Region labeling rows:
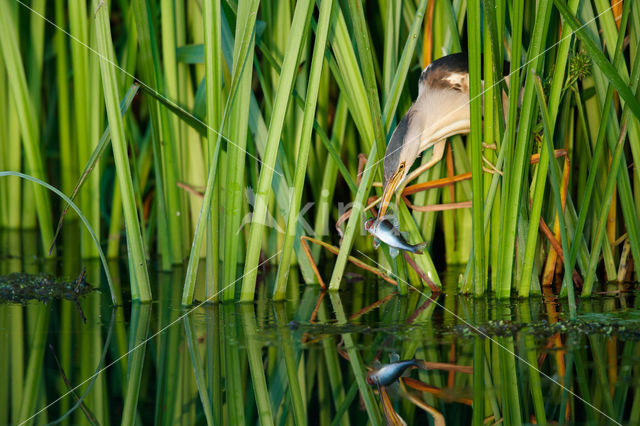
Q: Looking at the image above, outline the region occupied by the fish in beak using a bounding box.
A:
[378,163,405,219]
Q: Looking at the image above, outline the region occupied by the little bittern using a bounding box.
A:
[378,53,470,218]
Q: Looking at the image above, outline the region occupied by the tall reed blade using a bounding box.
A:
[0,0,53,256]
[242,0,313,300]
[272,0,333,300]
[94,1,151,302]
[464,2,486,296]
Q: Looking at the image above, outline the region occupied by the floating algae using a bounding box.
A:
[0,270,95,304]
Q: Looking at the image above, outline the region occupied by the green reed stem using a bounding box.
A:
[272,0,333,300]
[222,2,255,300]
[202,0,224,299]
[512,0,580,297]
[536,76,576,318]
[0,0,53,256]
[468,1,486,296]
[241,0,313,300]
[496,0,551,298]
[94,1,151,302]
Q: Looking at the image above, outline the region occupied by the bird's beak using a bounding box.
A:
[378,165,404,220]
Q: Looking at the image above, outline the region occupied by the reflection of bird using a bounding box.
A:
[378,53,470,217]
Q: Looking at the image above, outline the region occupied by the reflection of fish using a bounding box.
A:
[364,218,427,257]
[367,359,421,386]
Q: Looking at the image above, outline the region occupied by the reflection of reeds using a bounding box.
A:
[6,278,640,424]
[0,0,640,302]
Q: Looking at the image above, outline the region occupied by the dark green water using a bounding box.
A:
[0,231,640,425]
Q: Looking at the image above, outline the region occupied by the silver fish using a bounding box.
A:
[364,218,427,257]
[367,359,423,386]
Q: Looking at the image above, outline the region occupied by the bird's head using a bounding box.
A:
[378,109,422,217]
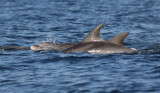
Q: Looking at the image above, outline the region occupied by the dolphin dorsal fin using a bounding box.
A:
[81,23,104,42]
[109,32,129,46]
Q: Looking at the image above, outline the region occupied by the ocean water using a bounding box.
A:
[0,0,160,93]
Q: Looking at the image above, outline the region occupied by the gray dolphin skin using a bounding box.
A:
[0,46,30,50]
[0,23,137,54]
[61,23,136,54]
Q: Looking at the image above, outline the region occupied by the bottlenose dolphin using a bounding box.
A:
[61,23,135,54]
[0,46,30,50]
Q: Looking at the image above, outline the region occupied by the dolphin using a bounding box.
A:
[61,23,136,54]
[30,32,129,51]
[0,46,30,50]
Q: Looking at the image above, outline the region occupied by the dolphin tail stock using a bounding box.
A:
[109,32,129,46]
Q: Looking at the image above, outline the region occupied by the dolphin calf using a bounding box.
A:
[61,23,135,54]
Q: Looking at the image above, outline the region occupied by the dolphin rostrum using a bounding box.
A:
[61,23,135,54]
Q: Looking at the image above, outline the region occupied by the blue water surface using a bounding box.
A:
[0,0,160,93]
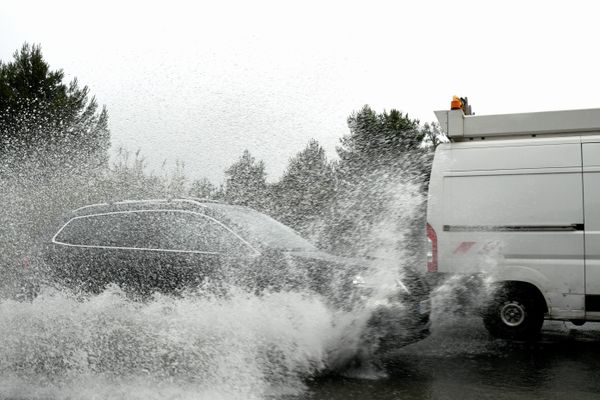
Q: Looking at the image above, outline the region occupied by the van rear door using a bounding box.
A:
[582,136,600,319]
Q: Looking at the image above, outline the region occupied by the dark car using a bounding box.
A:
[30,199,429,358]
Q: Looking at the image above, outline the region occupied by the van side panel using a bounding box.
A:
[428,140,584,318]
[582,143,600,319]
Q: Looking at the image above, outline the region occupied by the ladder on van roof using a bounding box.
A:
[435,97,600,142]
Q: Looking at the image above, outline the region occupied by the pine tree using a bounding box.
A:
[189,178,217,200]
[224,150,267,210]
[0,43,109,173]
[272,139,335,235]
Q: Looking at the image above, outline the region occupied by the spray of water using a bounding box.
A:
[0,150,434,399]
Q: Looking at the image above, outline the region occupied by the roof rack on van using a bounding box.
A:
[435,98,600,141]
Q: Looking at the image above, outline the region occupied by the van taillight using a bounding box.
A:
[427,223,437,272]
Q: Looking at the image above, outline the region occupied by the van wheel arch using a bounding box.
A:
[482,281,548,340]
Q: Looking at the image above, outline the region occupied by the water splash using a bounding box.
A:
[0,287,352,399]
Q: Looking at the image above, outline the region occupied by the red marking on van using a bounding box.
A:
[454,242,475,254]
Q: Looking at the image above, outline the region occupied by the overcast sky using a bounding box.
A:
[0,0,600,183]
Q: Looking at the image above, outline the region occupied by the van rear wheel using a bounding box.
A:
[483,286,544,340]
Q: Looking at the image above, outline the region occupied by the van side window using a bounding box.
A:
[55,210,244,253]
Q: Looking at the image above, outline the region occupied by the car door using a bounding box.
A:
[51,210,251,295]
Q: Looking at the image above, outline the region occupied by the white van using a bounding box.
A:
[427,99,600,339]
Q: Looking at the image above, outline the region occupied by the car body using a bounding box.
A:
[31,199,429,351]
[427,102,600,339]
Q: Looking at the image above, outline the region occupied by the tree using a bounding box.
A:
[0,43,109,173]
[0,44,109,290]
[321,106,430,255]
[272,139,335,234]
[336,105,424,179]
[224,150,267,209]
[189,178,218,199]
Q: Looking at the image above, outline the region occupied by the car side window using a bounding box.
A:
[55,210,247,253]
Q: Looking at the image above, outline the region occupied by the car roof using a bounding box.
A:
[69,198,222,218]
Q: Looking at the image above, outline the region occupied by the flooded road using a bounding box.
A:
[294,317,600,400]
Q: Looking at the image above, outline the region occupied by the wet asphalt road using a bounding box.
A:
[301,317,600,400]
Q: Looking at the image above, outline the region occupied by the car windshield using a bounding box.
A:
[211,204,317,251]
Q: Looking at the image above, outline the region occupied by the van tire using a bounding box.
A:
[483,286,544,340]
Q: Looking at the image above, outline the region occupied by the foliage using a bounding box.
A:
[321,106,431,255]
[224,150,268,210]
[272,139,335,234]
[0,43,109,174]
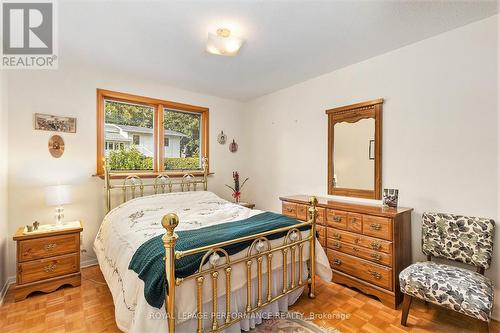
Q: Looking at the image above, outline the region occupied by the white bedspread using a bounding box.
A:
[94,191,331,333]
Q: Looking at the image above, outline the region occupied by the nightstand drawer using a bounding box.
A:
[17,233,80,262]
[17,253,80,284]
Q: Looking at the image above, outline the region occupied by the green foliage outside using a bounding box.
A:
[108,146,200,171]
[104,101,154,128]
[164,110,201,157]
[165,156,200,171]
[108,146,153,170]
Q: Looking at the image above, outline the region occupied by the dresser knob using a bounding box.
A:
[43,264,57,273]
[368,269,382,280]
[44,243,57,251]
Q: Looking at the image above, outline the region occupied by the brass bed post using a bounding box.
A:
[202,157,208,191]
[161,214,179,333]
[301,197,318,298]
[102,158,111,213]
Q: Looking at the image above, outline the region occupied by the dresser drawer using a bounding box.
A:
[326,209,347,230]
[326,228,392,254]
[363,215,392,240]
[282,202,297,218]
[316,225,326,247]
[17,233,80,262]
[18,253,80,284]
[316,207,326,226]
[327,249,392,290]
[327,238,392,267]
[297,204,309,221]
[347,213,363,233]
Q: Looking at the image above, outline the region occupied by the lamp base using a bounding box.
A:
[55,206,64,227]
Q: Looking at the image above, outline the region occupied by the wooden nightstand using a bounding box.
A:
[238,202,255,209]
[13,222,83,301]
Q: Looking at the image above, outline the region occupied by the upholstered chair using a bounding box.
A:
[399,213,495,331]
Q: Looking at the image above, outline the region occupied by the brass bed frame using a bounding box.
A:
[104,158,318,333]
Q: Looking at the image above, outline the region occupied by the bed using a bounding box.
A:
[94,157,331,333]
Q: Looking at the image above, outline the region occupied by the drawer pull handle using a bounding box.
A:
[44,243,57,251]
[43,264,57,273]
[368,269,382,280]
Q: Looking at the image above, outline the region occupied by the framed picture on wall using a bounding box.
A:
[368,140,375,160]
[34,113,76,133]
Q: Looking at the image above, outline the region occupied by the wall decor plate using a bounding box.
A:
[229,139,238,153]
[49,135,64,158]
[34,113,76,133]
[217,131,227,145]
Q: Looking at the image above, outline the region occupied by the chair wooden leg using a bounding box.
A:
[401,294,413,326]
[481,321,490,333]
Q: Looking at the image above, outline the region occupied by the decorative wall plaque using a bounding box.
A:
[217,131,227,145]
[229,139,238,153]
[49,135,64,158]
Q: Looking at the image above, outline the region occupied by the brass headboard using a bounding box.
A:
[103,157,208,212]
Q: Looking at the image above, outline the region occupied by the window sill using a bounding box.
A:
[92,170,214,179]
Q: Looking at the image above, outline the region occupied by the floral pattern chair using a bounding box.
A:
[399,213,495,328]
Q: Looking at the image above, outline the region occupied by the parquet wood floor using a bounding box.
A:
[0,266,500,333]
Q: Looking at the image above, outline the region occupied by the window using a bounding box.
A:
[97,89,208,176]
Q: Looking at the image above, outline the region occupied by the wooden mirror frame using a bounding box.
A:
[326,98,384,200]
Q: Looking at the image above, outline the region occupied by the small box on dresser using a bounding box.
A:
[280,195,413,308]
[13,222,83,301]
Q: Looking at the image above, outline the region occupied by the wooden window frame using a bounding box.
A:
[96,89,210,177]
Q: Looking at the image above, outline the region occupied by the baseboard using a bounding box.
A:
[0,276,16,306]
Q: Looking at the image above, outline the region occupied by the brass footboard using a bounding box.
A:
[162,197,318,333]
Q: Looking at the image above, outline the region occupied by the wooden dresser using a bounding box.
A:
[13,222,83,301]
[280,195,413,308]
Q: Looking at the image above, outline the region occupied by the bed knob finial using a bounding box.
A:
[161,213,179,235]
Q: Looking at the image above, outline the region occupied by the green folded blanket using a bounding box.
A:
[128,212,310,309]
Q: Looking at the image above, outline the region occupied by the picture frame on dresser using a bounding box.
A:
[280,195,413,309]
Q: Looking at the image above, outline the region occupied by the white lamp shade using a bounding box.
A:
[45,185,71,206]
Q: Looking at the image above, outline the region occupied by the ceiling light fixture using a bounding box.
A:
[207,28,243,57]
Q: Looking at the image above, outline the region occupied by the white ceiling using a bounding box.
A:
[59,0,498,100]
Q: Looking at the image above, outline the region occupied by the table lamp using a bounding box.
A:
[45,185,71,227]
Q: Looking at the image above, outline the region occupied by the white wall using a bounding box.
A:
[0,71,9,302]
[241,17,500,318]
[0,64,246,276]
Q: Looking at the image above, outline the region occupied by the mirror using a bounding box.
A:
[326,99,383,199]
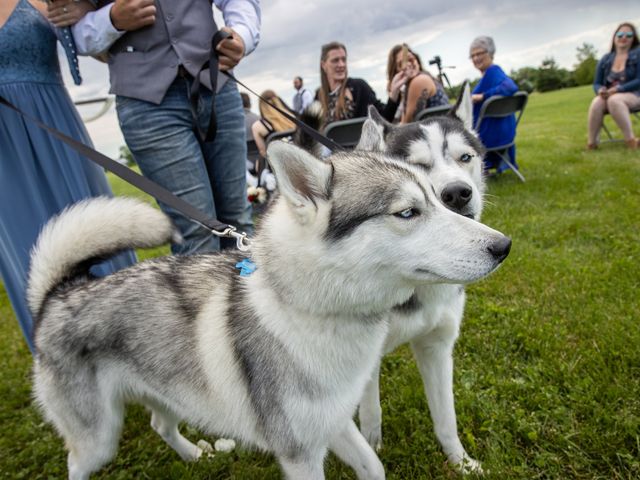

▶ Aim of the task
Give again the stretch of rows from the line containing "ceiling using a bounding box." through the line containing "[0,64,246,276]", renaming "white" to "pale" and changing nothing else.

▶ Solution below
Q: Looking at the image above, outline the region occupied by the pale ceiling using a bounding box.
A:
[59,0,498,100]
Q: Looking at the image above, outline the region occupied by the table lamp using a bounding box.
A:
[45,185,71,227]
Q: Looking at the image above, outline the region occupied by the pale wall using a bounding box.
A:
[0,71,9,302]
[241,17,500,318]
[0,64,246,276]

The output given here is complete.